_Task_.
In this exercise, the data must be written out exactly.

_Data listing_.

┌────────

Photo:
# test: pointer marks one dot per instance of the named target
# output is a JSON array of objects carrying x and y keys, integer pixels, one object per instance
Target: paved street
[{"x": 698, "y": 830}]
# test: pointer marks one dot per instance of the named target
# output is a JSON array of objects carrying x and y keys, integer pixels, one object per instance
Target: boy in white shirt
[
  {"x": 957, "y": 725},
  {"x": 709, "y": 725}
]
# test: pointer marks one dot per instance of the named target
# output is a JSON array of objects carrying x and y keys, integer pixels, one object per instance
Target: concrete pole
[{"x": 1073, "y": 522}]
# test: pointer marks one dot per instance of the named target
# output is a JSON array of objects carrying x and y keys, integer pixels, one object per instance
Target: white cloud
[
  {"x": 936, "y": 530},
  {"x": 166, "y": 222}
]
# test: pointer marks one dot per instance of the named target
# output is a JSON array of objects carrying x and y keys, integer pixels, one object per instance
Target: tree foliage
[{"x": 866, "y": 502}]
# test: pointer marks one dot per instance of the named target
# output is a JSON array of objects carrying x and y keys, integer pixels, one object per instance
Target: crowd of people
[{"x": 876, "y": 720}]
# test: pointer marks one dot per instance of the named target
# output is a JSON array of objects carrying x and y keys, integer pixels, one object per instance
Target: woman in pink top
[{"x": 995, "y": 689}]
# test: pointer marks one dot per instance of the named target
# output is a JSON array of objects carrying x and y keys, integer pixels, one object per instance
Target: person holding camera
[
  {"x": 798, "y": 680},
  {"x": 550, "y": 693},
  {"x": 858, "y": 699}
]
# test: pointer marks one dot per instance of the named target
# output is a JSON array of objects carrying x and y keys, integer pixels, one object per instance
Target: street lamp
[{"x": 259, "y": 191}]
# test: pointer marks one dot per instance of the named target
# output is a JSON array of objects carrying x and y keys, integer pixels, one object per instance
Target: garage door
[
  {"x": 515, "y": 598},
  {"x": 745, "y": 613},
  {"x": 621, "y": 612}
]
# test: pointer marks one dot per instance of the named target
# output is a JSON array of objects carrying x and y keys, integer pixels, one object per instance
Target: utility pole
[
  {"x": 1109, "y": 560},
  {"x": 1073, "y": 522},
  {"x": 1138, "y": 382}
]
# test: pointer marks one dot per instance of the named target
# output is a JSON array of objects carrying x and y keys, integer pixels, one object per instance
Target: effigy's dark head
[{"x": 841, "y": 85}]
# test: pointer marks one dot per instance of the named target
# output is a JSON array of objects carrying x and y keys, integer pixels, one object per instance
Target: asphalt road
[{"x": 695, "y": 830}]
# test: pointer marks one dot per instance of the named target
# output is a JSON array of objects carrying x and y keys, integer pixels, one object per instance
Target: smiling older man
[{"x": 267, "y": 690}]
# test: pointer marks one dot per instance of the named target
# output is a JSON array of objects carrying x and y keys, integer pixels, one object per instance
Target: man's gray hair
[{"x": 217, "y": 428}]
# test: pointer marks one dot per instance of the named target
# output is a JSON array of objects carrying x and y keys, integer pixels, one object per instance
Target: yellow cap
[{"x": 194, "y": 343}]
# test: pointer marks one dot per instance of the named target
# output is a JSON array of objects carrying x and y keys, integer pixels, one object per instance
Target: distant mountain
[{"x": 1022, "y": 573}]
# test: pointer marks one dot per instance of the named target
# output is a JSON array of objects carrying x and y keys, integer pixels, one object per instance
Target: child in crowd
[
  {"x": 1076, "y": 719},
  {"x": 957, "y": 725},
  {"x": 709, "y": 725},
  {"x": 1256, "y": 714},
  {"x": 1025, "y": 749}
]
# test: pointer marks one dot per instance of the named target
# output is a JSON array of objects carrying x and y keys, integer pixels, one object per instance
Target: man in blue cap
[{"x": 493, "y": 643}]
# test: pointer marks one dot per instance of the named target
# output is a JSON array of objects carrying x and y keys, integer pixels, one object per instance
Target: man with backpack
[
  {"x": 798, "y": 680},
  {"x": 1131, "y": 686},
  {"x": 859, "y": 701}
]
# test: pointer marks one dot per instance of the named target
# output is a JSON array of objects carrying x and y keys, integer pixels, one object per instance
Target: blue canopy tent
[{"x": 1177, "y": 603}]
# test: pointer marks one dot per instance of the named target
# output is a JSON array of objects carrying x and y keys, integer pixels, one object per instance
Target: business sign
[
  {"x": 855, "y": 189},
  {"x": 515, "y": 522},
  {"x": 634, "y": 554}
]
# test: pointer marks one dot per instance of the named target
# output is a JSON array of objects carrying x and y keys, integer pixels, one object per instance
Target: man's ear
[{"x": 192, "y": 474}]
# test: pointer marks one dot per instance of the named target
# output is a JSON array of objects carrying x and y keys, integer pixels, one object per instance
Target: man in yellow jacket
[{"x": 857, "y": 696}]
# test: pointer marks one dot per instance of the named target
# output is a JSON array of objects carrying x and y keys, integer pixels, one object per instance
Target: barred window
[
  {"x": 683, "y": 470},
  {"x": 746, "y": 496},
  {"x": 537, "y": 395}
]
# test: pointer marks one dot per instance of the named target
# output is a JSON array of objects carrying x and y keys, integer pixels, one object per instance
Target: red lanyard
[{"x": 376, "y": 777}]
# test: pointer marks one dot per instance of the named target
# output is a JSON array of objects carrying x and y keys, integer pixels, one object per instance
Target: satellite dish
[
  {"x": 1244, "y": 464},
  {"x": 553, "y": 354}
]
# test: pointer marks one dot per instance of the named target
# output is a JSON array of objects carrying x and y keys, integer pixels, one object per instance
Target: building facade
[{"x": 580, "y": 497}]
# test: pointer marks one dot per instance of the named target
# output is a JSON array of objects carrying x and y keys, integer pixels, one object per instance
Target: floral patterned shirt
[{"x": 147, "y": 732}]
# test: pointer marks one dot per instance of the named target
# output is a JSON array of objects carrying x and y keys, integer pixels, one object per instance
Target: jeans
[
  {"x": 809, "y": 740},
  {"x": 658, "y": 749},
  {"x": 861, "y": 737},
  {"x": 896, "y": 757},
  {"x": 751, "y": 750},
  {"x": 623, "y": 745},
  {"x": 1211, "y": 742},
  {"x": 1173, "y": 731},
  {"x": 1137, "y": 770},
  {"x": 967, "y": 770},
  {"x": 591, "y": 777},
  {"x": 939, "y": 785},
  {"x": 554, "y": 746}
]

└────────

_Written response_.
Photo:
# test: pointer marks one dot per instance of the named target
# output is a JSON array of objects carrying x and y keys, integer pixels, one object per instance
Target: paved street
[{"x": 698, "y": 830}]
# test: pointer marks one dot per instance of the named target
# output is a JSON array of objects carrying x and y keys, integer pixels, one object per instance
Target: boy in white shirt
[
  {"x": 957, "y": 725},
  {"x": 709, "y": 725}
]
# test: pointer marks one dot per instance of the named target
# output is a JSON array of objects carrying x and y keys, integer pixels, one object per instance
Target: concrete pole
[{"x": 1073, "y": 522}]
# test: pointer marks one dot per instance of the named target
# output is a JSON array of objects carrying x and y keys, integer pixels, one object per instance
Target: white cloud
[
  {"x": 936, "y": 530},
  {"x": 166, "y": 222}
]
# test: pointer marks one dot per instance of the named target
# output is a JSON array of objects carrying x and y keys, integer pixels, one object per instance
Target: tree foliage
[{"x": 866, "y": 502}]
# test: pointer marks one dot per instance of the named target
# output is a JSON array of objects carrying x and y keys, integer pixels, one object per instance
Target: crowd of people
[{"x": 876, "y": 720}]
# test: pointer marks one dot per instance of the named target
# output is a JSON array of objects carrying x and y keys, integer pixels, one object per instance
Target: woman in pink top
[{"x": 995, "y": 689}]
# test: pointer marks one dot per instance of the named target
# output is a JSON array of objects carrying x and y keys, integer pixels, one object per instance
Target: person holding camera
[
  {"x": 798, "y": 680},
  {"x": 550, "y": 693},
  {"x": 858, "y": 699}
]
# test: pointer marks one dot per instance of the named target
# output is a JSON array of objects carrying x and y keys, integer pixels, one object per instance
Target: street lamp
[{"x": 259, "y": 191}]
# test: pointer marks one dot per instance of the named target
# output is a JSON array of objects carrying x and y keys, integer pixels, one object per instance
Target: garage door
[
  {"x": 515, "y": 598},
  {"x": 745, "y": 613},
  {"x": 621, "y": 612}
]
# test: pointer marks one dot per instance of the named target
# output is a JSON array of objects carrying x and y keys, integer pixels, one object per instance
Target: utility pole
[
  {"x": 1109, "y": 560},
  {"x": 1073, "y": 522},
  {"x": 1138, "y": 382}
]
# test: pointer marks one dot per instance of the named target
# output is a JSON array of objects carrying x and y keys, integer pixels, one object per instance
Target: effigy's dark head
[{"x": 841, "y": 85}]
# test: pointer marks one dot per instance of the named target
# output is a JSON array of objects carrying x and y keys, integer pixels, one object per instance
Target: asphalt road
[{"x": 695, "y": 830}]
# test: pointer marks one dot per instance of the named target
# output is a JSON array of objects carrying x and y keys, integer pixels, one object per instance
Target: smiling older man
[{"x": 267, "y": 690}]
# test: pointer marks one dot per instance of the named target
# output is a JSON array of objects carrying x and y keys, integer pixels, one object per instance
Target: man's gray hair
[{"x": 217, "y": 428}]
# test: pointer marks one dot per instance of the named target
# output is a JSON array of objects carrying x and y keys, integer pixels, one object per instance
Target: yellow cap
[{"x": 194, "y": 343}]
# test: pointer marks one dot per instance of the named target
# output is a JSON array of objects carrying x and y keys, integer pixels, one object per instance
Target: distant mountain
[{"x": 1022, "y": 573}]
# test: pointer marks one dot per instance of the named target
# output is a JSON array of objects carrying x and y keys, integer pixels, one object per instance
Target: child in crowd
[
  {"x": 1076, "y": 719},
  {"x": 957, "y": 725},
  {"x": 709, "y": 725},
  {"x": 1256, "y": 714},
  {"x": 1025, "y": 749}
]
# test: pointer marks one dot per instance of the named target
# output is a JSON array of objects carrying x and y keys, integer pixels, one object per instance
Target: man in blue cap
[{"x": 493, "y": 643}]
# test: pointer marks one dot per instance of the named target
# output is a JSON array of objects carrying x and y keys, integer pixels, one object per instance
Target: man with backpack
[
  {"x": 798, "y": 680},
  {"x": 1131, "y": 686},
  {"x": 859, "y": 701}
]
# test: pointer marks one dot per instance of the named target
# output is a JSON array of objects carrying x and y keys, integer pixels, one object per instance
Target: blue canopy tent
[{"x": 1177, "y": 603}]
# test: pointer marks one dot per instance of the named target
# output is a JSON array of objects carrying x and y keys, integer pixels, one object per instance
Target: business sign
[
  {"x": 855, "y": 189},
  {"x": 515, "y": 522},
  {"x": 634, "y": 554}
]
# test: pointer marks one dot per instance of the named target
# output is a JSON array of objects carrying x and y keys, integer pixels, one object per instance
Target: man's ear
[{"x": 192, "y": 474}]
# test: pointer marks one dot per instance of the named target
# output is a JSON array of objects carrying x and y keys, integer pixels, one object per instance
Target: man in yellow jacket
[{"x": 857, "y": 696}]
# test: pointer marks one dot per instance of the named target
# output is a JSON array of objects carrying x and y keys, integer pixels, one object per instance
Target: barred window
[
  {"x": 683, "y": 470},
  {"x": 746, "y": 496},
  {"x": 537, "y": 395}
]
# test: pointer marks one dot per instance of the named target
# output is a JSON array of objects carrying x and y keys, integer pixels, one object per instance
Target: red lanyard
[{"x": 376, "y": 777}]
# test: pointer marks one dot per instance of the named target
# output is a JSON array of objects carrying x and y keys, integer pixels, one object per instance
Target: satellite dish
[
  {"x": 1244, "y": 464},
  {"x": 553, "y": 354}
]
# test: pointer marks one dot per instance of the named target
# output is a JSON array of objects carrying x and y keys, integer pixels, one object per instance
Target: building facade
[{"x": 580, "y": 497}]
# test: pointer marks one dot per instance of the named target
# output is a JSON array of objects carrying x and y keys, integer pixels, one object per instance
Target: floral patterned shirt
[{"x": 147, "y": 732}]
# test: pointer marks one dot per instance of the named target
# output is a JSON array of objects carrying x and y keys, integer pixels, one object per instance
Target: jeans
[
  {"x": 809, "y": 740},
  {"x": 658, "y": 749},
  {"x": 861, "y": 737},
  {"x": 896, "y": 757},
  {"x": 751, "y": 750},
  {"x": 623, "y": 745},
  {"x": 1211, "y": 742},
  {"x": 1173, "y": 731},
  {"x": 1137, "y": 770},
  {"x": 967, "y": 770},
  {"x": 591, "y": 777},
  {"x": 939, "y": 785},
  {"x": 554, "y": 746}
]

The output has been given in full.